COMPLETE THE FOLLOWING
1: Print the passage of the hiking diary from "The rain started" to "turn and surprise.", word for word.
2: Show each line of the entries that contains the string "eyeglasses".

READING PASSAGE
------------------------------------------------------------
The rain started hammering down just as we approached the guesthouse. We showered and dried off, and then thunder cracked and the power went out. Smoke soon rose from a nearby building: lightning had struck the house of a family who’d moved in just the day before. Luckily everyone escaped unharmed, but the same couldn’t be said for their belongings. Locals managed to contain the fire, while hikers collected donations for the family. It was a sobering reminder to us all of the astonishing ways that mountain weather can turn and surprise.
Day 5 – 20 June 2025: Dobërdol to Milishevc
Distance: 20.85 km | Elevation gain: 935 m | Moving time: 5h 33m | Average pace: 15:57/km | Average speed: 3.8km/hr
Drizzle, wind, and other obstacle courses
Tiredness seemed to hit everyone this morning. It took real effort to peel myself out of bed, and breakfast was a quiet, subdued affair. A light drizzle set in as we packed lunch and stepped outside. We set off, but within minutes took a wrong turn and had to backtrack to rejoin the trail: we weren’t the only ones, though. Not the most motivating start.
Then came the now-familiar ritual: a big climb straight out of the gate. About 400 metres of elevation gain, in wind and wet, and we weren’t the all feeling it. By the time we reached the top of the pass, it was clear none of us had the energy for the optional detour to Three Border Peak. We skipped it without hesitation and carried on.
Thankfully, the trail mellowed out after that. The rest of the day was gentle ridgeline and contour line walking, with wide-open views and the weather slowly improving. It was a peaceful day, and I enjoyed bringing up the rear of our little party, hiking at my own pace.
Late in the day we took a variant, to avoid a 200 metre climb at the end of the day. This turned out to be a good call, even though we exchanged the vert for an obstacle course of mud, cow pats, half-trails and scrub.
We reached Milishevc just before 3pm. Snacks, showers, laundry and wifi were our immediate priorities. Later, an organised group we’d met at the top of Gjeravica yesterday arrived, and we passed the afternoon chatting with them and enjoying the views, and a beer, from the balcony.
------------------------------------------------------------
ENTRIES SUPPLIED
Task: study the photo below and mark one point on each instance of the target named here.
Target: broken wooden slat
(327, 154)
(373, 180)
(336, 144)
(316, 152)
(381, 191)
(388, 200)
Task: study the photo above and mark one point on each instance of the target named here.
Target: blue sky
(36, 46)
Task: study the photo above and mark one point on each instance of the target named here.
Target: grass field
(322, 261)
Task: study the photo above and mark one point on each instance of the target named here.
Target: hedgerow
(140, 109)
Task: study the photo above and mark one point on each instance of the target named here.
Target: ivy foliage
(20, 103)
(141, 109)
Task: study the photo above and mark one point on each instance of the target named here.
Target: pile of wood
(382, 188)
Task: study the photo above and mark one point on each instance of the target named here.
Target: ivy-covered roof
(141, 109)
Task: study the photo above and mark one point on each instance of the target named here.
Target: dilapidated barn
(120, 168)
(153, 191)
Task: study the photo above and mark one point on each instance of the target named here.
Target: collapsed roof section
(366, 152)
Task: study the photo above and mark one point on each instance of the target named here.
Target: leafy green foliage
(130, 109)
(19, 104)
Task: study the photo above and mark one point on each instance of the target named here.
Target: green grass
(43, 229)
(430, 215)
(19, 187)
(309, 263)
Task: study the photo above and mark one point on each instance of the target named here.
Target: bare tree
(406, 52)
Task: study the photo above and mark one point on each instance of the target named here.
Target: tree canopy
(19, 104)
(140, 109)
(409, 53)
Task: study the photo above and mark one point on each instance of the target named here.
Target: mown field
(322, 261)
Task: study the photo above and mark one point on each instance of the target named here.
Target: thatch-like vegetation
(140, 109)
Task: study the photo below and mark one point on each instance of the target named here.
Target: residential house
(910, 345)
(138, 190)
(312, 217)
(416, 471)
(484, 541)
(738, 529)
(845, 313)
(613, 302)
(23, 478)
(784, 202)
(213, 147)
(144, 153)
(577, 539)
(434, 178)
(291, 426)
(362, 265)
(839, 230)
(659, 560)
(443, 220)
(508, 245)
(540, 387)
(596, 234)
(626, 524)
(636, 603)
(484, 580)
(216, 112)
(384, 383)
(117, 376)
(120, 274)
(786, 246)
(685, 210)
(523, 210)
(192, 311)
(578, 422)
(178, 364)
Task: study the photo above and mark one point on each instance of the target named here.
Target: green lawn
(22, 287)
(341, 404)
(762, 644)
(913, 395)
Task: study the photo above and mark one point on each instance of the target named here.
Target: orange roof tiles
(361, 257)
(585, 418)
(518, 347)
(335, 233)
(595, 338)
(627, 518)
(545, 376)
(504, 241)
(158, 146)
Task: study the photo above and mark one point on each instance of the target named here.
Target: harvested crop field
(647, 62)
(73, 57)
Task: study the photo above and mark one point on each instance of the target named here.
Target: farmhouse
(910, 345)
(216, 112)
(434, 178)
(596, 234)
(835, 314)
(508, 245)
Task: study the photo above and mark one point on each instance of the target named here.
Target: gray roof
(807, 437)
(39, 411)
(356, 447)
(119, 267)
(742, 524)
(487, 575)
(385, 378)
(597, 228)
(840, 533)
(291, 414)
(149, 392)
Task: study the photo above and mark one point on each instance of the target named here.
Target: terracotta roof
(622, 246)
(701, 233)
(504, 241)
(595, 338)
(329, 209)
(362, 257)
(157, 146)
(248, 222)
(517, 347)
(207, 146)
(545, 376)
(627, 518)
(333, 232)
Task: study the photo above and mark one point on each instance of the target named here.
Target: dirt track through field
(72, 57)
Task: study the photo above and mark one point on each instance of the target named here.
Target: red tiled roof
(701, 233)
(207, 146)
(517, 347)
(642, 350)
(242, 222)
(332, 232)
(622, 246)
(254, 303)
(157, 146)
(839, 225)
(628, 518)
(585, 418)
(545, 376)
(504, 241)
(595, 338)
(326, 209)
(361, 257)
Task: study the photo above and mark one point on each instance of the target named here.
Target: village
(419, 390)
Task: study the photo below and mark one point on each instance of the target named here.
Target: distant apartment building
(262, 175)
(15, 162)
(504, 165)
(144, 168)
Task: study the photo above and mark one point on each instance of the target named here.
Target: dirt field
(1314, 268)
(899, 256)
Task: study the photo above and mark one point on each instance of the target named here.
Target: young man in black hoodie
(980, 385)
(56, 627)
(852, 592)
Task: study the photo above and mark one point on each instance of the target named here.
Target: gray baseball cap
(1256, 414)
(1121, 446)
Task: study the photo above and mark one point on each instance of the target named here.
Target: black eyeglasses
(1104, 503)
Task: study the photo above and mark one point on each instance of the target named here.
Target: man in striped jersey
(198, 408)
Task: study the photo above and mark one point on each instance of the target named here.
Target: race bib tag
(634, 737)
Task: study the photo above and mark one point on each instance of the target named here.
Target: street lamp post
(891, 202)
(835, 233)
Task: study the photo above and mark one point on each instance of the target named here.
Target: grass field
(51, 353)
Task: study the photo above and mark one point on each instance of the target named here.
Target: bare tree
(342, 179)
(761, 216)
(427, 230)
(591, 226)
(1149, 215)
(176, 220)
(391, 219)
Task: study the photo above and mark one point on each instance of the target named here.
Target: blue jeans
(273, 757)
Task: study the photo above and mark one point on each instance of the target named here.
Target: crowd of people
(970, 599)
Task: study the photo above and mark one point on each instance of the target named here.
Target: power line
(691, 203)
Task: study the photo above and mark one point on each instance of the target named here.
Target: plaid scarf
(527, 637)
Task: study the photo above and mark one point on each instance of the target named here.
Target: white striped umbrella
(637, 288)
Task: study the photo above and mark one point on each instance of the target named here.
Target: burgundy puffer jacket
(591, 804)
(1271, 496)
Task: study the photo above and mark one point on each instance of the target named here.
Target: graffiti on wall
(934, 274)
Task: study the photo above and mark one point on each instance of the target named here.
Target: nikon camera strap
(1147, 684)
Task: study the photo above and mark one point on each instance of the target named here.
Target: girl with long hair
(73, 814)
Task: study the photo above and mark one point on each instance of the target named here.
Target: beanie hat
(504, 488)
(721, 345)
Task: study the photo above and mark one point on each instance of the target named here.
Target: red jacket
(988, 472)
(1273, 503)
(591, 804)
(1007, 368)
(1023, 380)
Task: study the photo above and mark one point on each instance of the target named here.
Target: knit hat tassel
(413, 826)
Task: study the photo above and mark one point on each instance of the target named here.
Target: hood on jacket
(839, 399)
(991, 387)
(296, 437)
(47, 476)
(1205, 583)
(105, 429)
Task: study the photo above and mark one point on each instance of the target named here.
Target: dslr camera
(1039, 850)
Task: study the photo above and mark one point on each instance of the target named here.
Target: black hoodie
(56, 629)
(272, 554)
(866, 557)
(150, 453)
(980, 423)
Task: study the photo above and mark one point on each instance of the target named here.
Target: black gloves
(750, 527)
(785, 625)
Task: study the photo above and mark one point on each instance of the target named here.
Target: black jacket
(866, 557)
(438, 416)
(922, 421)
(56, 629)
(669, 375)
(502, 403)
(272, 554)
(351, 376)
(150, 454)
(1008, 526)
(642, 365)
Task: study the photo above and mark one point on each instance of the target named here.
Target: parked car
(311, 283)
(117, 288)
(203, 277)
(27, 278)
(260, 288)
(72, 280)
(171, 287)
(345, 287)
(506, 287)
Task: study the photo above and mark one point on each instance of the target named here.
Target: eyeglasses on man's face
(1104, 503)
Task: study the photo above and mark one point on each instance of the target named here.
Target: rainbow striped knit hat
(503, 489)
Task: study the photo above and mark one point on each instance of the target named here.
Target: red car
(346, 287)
------------------------------------------------------------
SOLUTIONS TO EACH TASK
1:
The rain started hammering down just as we approached the guesthouse. We showered and dried off, and then thunder cracked and the power went out. Smoke soon rose from a nearby building: lightning had struck the house of a family who’d moved in just the day before. Luckily everyone escaped unharmed, but the same couldn’t be said for their belongings. Locals managed to contain the fire, while hikers collected donations for the family. It was a sobering reminder to us all of the astonishing ways that mountain weather can turn and surprise.

2:
Target: black eyeglasses
Target: eyeglasses on man's face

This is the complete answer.